* [The task] Take the data below and filter it for lines containing the word "brick"; show each line found.
Start of Record excerpts
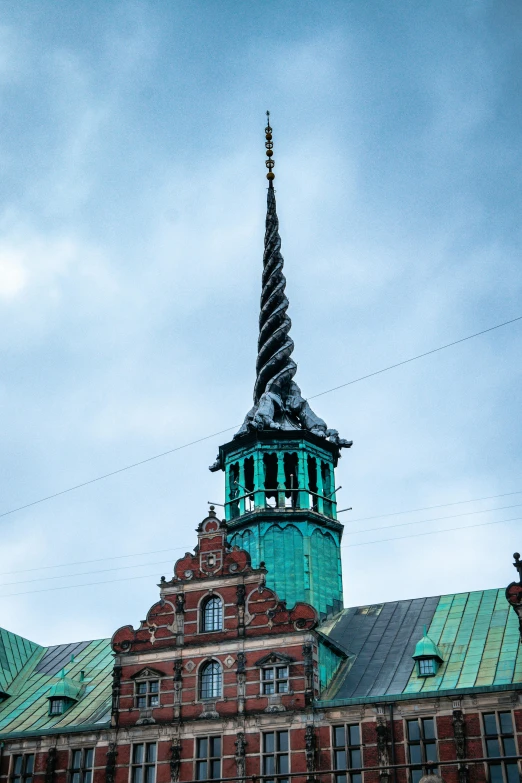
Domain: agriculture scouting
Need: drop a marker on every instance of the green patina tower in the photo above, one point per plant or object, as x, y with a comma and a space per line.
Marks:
End of Record excerpts
Start of Record excerpts
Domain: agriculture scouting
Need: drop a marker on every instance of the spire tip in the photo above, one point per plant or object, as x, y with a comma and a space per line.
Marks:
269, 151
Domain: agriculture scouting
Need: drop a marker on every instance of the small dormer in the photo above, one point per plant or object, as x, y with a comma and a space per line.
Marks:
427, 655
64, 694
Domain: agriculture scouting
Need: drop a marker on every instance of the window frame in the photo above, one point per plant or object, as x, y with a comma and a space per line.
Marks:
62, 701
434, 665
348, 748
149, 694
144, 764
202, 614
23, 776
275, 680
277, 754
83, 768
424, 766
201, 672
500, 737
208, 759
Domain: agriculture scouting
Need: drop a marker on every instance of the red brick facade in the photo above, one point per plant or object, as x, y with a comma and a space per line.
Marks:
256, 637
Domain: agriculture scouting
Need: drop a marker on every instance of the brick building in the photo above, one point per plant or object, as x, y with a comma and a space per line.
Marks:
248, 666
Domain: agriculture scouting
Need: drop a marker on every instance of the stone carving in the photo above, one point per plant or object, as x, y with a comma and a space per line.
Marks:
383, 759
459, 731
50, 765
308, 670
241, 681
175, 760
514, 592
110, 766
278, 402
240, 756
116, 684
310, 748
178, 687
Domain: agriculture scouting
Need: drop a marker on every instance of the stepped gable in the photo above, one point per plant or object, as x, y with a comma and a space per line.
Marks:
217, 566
End of Record excerpts
* [Response]
Need: drop a marker on every instance of the red brick facade in the photo above, one point per plant or object, as x, y with a comma and a space per line.
Need: drop a marker on every instance of the brick building in the photo above, one point per plant or object, as x, y with a comma and a space per line.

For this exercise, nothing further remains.